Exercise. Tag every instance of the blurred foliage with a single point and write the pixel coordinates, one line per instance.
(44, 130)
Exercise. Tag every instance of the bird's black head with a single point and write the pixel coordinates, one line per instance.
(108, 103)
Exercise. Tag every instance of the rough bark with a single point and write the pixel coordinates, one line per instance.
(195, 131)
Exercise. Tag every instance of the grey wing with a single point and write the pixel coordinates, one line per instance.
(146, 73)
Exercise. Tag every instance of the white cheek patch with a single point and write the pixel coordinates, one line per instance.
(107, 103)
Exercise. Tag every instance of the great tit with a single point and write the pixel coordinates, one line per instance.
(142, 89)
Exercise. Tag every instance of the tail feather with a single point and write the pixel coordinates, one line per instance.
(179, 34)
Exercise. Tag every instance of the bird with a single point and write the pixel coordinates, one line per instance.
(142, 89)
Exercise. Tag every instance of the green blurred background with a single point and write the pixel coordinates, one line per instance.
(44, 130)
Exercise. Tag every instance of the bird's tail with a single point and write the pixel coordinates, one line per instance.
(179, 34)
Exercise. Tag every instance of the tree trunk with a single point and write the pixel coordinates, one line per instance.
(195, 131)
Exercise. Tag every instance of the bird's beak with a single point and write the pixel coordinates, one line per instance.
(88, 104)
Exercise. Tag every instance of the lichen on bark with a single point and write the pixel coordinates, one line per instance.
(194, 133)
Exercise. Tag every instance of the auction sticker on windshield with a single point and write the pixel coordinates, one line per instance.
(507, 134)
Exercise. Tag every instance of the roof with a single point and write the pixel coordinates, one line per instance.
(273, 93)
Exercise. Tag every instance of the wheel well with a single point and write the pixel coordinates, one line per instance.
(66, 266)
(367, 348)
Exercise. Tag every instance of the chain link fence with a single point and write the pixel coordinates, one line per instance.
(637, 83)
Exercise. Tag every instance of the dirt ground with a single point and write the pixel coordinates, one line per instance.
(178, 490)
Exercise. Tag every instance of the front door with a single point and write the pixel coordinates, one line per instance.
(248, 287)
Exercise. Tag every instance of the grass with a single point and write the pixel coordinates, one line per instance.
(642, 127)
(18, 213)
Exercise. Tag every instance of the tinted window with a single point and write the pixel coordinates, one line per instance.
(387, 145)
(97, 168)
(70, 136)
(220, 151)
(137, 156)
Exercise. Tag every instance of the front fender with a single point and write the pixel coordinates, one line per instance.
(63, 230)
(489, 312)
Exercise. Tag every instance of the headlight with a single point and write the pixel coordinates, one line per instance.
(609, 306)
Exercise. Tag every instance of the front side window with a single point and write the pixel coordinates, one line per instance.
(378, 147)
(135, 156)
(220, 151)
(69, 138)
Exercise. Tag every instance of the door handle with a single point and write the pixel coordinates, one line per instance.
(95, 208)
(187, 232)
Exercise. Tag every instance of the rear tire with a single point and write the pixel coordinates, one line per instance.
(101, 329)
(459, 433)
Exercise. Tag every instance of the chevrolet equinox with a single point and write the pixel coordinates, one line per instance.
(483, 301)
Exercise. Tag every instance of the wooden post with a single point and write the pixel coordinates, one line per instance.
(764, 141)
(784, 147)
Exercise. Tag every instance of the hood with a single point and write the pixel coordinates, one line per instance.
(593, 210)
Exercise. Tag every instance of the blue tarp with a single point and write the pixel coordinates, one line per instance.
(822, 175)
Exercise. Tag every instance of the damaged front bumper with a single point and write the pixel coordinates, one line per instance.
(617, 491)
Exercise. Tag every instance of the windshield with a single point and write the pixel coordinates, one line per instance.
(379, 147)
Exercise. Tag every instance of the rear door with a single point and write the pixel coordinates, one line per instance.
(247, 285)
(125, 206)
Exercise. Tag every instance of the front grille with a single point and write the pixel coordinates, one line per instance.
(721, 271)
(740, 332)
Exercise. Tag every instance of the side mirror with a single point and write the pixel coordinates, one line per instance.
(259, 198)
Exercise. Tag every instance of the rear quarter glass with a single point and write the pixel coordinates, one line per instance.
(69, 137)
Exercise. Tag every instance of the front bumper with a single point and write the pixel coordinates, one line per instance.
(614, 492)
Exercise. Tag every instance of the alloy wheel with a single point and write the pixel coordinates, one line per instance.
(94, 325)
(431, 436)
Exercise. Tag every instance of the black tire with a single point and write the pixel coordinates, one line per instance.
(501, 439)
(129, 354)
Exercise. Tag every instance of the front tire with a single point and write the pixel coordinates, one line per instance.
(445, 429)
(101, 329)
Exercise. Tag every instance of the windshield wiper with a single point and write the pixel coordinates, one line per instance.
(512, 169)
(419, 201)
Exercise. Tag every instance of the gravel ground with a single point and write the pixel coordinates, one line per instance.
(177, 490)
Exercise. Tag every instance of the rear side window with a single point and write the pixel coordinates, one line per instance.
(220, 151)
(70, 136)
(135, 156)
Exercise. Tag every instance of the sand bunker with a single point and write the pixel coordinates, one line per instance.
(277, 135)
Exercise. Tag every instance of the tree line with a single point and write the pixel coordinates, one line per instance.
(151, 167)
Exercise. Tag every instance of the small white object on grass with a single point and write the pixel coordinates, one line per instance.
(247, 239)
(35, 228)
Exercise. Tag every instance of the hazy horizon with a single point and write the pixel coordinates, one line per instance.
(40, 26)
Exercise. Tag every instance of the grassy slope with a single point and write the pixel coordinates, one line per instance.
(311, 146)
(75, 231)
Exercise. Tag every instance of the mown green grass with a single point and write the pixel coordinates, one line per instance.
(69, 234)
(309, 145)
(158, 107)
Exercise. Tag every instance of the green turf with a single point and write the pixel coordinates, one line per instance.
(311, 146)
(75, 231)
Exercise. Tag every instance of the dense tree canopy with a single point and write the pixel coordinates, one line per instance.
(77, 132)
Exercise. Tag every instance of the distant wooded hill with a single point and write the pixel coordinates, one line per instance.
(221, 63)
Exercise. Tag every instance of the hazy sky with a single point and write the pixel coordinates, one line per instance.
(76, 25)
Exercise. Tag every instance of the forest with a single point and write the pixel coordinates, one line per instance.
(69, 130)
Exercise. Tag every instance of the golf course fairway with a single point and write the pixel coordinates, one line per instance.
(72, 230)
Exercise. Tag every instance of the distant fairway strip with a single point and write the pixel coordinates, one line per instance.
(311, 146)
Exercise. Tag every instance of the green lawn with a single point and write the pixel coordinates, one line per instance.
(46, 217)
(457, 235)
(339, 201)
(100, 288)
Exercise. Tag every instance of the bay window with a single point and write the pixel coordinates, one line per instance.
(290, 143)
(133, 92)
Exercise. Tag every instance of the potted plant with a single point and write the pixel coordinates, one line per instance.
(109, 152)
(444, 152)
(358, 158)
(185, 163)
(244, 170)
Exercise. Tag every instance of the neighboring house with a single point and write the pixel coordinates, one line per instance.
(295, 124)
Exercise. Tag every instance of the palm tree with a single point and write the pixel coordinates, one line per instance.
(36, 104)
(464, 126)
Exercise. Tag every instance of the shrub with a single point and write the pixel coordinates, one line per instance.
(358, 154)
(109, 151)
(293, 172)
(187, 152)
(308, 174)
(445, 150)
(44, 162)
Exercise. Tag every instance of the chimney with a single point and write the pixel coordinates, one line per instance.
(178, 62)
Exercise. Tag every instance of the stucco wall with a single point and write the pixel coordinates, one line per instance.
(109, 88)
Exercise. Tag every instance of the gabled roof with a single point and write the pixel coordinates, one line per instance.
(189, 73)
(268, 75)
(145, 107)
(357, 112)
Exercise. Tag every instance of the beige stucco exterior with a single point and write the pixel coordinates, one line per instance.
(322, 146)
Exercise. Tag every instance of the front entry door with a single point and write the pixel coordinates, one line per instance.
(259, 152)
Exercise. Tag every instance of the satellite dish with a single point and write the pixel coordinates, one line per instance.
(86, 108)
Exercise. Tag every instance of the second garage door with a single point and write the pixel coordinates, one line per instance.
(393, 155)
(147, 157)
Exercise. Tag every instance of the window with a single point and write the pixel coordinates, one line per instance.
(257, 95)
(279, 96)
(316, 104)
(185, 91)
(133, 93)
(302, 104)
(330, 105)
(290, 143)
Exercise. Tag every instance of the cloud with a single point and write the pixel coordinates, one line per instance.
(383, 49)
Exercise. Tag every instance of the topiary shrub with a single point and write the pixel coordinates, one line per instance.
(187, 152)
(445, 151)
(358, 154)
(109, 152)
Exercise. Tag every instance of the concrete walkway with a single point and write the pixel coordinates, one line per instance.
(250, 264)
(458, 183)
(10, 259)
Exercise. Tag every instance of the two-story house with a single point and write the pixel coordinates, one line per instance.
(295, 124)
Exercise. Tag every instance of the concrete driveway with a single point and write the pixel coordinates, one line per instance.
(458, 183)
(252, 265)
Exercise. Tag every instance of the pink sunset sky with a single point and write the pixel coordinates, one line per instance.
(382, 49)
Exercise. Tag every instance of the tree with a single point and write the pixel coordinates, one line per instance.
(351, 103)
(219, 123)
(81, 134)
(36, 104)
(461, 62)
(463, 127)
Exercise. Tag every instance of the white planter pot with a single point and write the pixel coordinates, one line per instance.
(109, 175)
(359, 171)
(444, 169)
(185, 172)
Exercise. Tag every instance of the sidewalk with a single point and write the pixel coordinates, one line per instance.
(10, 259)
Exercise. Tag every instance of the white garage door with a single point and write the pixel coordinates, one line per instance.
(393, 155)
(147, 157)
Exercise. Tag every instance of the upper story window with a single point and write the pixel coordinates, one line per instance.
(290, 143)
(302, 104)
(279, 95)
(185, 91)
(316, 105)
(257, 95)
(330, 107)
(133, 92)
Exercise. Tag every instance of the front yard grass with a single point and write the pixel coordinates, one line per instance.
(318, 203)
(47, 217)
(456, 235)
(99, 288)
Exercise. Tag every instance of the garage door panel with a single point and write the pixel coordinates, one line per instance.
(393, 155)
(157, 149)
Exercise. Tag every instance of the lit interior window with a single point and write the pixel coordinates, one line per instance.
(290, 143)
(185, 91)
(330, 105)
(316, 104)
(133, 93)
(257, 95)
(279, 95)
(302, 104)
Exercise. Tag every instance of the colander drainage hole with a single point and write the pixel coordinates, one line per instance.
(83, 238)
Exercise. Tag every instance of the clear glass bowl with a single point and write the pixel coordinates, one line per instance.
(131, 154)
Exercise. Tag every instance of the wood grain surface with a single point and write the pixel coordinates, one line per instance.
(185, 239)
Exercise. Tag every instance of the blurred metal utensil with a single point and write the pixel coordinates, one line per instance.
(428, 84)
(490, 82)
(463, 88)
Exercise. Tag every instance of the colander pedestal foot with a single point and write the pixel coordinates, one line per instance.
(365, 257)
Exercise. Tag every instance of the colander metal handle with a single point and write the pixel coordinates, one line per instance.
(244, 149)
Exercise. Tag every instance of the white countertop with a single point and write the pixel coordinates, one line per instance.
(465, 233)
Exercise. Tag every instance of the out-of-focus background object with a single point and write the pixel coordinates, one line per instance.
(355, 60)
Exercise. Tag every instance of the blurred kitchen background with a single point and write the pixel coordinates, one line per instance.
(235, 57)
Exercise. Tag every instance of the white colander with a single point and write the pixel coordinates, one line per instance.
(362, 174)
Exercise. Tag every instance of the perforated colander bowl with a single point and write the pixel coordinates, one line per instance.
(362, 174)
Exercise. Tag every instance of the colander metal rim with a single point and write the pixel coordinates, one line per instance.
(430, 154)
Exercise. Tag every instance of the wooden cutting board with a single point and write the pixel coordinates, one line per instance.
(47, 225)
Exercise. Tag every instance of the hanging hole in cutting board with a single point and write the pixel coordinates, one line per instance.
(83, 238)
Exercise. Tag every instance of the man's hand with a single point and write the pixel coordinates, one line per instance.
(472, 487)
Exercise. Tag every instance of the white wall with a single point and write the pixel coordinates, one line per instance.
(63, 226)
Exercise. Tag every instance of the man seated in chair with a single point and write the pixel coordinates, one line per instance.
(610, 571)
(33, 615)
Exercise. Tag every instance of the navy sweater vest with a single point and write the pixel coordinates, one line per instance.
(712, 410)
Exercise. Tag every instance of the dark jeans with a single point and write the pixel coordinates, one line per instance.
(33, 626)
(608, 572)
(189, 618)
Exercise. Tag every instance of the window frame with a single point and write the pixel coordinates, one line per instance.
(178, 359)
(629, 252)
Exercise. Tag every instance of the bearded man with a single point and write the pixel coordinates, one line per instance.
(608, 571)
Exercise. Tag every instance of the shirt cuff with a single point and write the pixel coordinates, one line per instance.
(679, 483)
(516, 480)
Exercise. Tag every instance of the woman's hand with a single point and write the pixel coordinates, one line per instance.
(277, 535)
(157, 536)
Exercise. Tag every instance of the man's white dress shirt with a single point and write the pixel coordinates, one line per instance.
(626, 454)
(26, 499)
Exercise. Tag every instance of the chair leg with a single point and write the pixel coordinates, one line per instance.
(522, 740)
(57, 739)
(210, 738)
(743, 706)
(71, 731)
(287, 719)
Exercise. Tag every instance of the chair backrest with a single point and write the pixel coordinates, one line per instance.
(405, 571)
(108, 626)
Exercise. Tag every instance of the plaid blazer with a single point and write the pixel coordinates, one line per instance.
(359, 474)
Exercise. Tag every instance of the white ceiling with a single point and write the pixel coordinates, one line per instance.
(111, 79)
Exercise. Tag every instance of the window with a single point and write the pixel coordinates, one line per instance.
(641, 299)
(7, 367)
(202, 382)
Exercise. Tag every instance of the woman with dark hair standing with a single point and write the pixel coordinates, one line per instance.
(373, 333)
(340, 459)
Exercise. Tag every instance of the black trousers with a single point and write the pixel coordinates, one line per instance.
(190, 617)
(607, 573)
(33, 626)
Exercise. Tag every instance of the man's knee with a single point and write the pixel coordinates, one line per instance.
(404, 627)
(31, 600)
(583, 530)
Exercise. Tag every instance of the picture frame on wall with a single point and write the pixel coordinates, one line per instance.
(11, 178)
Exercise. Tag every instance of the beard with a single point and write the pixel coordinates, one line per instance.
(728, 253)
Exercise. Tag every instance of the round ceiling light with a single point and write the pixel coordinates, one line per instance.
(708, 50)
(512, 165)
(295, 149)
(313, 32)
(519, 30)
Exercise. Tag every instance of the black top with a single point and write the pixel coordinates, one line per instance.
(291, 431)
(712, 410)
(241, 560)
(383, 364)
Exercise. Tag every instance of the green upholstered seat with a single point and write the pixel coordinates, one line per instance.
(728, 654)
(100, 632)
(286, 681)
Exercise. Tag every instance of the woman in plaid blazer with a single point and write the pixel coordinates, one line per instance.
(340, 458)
□ □ □
EXERCISE GOAL: Beginning at the line that holds "Exercise. Tag every instance of the chair backrest", write out word for word each line through the end of the records.

THE ANSWER:
Exercise. Tag every instance of the chair backrest with a single point and write the pixel coordinates, one line per instance.
(405, 571)
(108, 626)
Exercise. Tag every instance of the plaid blazer with a single point and write the pixel coordinates, one line per instance.
(359, 474)
Exercise. Tag every instance of the white ceiling with a single point and write the pixel coordinates, one line per instance.
(111, 79)
Exercise. Tag every instance of the window with a single point and write the pixel coordinates, one line per instance.
(641, 299)
(7, 367)
(202, 382)
Exercise. Tag every instance of the woman with dark hair standing with a single point and write the pixel coordinates, one line per instance.
(373, 333)
(340, 459)
Exercise. Tag every instance of the black trousers with a single point and write the pixel coordinates, one line per instance.
(190, 617)
(607, 573)
(33, 626)
Exercise. Tag every instance of the man's knee with a single point and write the pixel coordinates, one line per instance.
(404, 627)
(31, 600)
(583, 530)
Exercise. Tag every instance of the picture frame on wall with a single point and write the pixel coordinates, one line per instance.
(11, 178)
Exercise. Tag every instance of the beard with a single point and write the pixel coordinates, one line per instance.
(728, 253)
Exercise. Tag every instance of the round ceiling light with a single point and write the pixel coordinates, one line per instance.
(708, 50)
(512, 165)
(295, 149)
(313, 32)
(519, 30)
Exercise. Tag every instance of the black top with a single point and write the pixel coordinates, one line per instance.
(291, 431)
(712, 410)
(241, 560)
(383, 364)
Exercise. Tag every instance of the green upholstered seat with a single point and write the pixel coordinates, one line per instance.
(728, 654)
(100, 632)
(286, 681)
Exercise. Tag every instance of the woman in plaid blazer with a single point and write the pixel coordinates, one line per instance.
(340, 458)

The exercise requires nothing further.